**DIRECTION**
Copy out every line in the records below that contains the string "shirt", matching case exactly.

**TASK INPUT**
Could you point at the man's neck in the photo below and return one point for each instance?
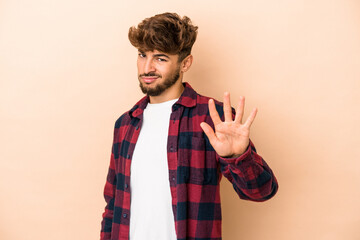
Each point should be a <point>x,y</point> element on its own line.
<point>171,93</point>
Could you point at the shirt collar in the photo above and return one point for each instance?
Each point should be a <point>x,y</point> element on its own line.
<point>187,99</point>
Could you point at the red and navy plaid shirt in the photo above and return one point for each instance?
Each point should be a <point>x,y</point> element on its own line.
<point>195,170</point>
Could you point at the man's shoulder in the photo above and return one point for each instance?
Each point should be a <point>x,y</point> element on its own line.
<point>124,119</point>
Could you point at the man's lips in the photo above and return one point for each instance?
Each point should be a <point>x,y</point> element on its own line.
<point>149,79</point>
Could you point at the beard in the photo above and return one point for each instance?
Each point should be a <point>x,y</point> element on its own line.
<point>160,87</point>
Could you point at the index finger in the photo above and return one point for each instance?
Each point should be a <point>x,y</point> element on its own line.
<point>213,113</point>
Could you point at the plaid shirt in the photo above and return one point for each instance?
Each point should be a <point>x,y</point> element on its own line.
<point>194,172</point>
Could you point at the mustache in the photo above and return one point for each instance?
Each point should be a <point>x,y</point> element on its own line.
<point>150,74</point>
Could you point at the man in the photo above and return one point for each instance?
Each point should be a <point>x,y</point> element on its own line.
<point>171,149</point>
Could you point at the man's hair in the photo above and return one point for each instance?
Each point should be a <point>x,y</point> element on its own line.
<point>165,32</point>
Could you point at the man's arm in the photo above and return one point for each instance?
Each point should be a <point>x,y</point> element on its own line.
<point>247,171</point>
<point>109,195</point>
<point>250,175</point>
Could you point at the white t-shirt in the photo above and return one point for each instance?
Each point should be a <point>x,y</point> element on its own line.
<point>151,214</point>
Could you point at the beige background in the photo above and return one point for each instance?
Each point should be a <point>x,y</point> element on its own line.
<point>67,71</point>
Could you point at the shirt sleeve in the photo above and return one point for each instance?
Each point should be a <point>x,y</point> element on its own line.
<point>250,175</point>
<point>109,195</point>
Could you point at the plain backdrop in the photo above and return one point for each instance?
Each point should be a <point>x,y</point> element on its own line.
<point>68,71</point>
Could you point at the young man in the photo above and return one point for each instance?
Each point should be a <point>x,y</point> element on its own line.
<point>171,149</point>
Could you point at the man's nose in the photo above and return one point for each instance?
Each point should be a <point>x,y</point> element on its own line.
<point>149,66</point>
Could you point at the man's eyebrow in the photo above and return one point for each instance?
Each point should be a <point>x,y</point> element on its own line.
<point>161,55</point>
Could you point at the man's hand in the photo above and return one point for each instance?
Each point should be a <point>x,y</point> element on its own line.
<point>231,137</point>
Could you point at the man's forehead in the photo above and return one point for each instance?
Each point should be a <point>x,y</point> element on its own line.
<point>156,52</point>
==
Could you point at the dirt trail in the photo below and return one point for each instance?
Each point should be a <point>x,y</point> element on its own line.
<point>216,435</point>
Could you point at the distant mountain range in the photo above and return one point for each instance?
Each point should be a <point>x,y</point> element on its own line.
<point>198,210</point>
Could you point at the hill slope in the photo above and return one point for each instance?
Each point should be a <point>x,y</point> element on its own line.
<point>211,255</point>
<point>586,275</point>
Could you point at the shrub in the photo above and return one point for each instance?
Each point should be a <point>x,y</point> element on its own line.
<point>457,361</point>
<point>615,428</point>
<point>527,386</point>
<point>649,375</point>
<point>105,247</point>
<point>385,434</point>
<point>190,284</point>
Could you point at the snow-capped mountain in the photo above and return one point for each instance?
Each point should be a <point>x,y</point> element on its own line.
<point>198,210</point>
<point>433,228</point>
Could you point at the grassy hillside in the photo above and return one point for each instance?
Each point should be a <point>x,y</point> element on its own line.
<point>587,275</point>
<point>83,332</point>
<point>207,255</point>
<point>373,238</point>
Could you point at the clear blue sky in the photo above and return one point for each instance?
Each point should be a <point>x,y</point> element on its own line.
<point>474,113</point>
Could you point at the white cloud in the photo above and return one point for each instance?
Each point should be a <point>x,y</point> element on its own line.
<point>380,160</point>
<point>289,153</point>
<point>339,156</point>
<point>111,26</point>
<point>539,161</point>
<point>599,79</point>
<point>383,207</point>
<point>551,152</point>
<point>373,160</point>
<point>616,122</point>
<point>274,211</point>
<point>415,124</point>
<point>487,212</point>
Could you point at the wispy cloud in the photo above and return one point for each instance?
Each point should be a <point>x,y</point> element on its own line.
--
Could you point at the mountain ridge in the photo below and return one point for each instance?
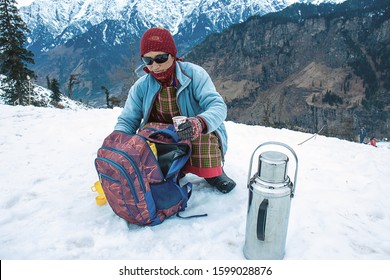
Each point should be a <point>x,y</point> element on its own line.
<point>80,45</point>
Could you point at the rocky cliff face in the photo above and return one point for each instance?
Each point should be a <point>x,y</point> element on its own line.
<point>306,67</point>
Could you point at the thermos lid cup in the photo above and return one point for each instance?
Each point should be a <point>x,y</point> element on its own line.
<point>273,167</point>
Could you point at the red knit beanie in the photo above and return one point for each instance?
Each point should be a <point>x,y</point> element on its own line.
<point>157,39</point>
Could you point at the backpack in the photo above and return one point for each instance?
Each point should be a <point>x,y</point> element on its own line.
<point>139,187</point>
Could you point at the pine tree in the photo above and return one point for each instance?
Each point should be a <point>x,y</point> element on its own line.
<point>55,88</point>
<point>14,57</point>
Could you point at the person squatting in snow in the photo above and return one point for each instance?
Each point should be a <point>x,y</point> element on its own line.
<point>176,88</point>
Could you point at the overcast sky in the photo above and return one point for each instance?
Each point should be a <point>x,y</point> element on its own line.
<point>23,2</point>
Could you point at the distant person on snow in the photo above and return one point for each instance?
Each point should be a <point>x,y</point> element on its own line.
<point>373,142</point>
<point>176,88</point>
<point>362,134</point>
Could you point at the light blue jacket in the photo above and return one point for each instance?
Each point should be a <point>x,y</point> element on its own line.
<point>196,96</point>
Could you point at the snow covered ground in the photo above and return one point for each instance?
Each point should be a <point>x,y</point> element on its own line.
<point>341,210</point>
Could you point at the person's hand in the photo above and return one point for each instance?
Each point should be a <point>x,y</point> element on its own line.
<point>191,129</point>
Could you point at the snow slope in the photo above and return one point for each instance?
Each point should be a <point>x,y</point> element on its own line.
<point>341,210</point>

**PROBLEM SOLUTION**
Could you point at the shirt collar in the photo above and return one point for each instance?
Could you point at the red and navy plaid shirt in the photo above and return one point for each instance?
Could you point at the plaid shirt in the photo above and return one point for each instance?
Could you point at the white t-shirt in the photo above and return one point for each instance?
Could you point at the shirt sleeve in the photo above and return one point for each instance?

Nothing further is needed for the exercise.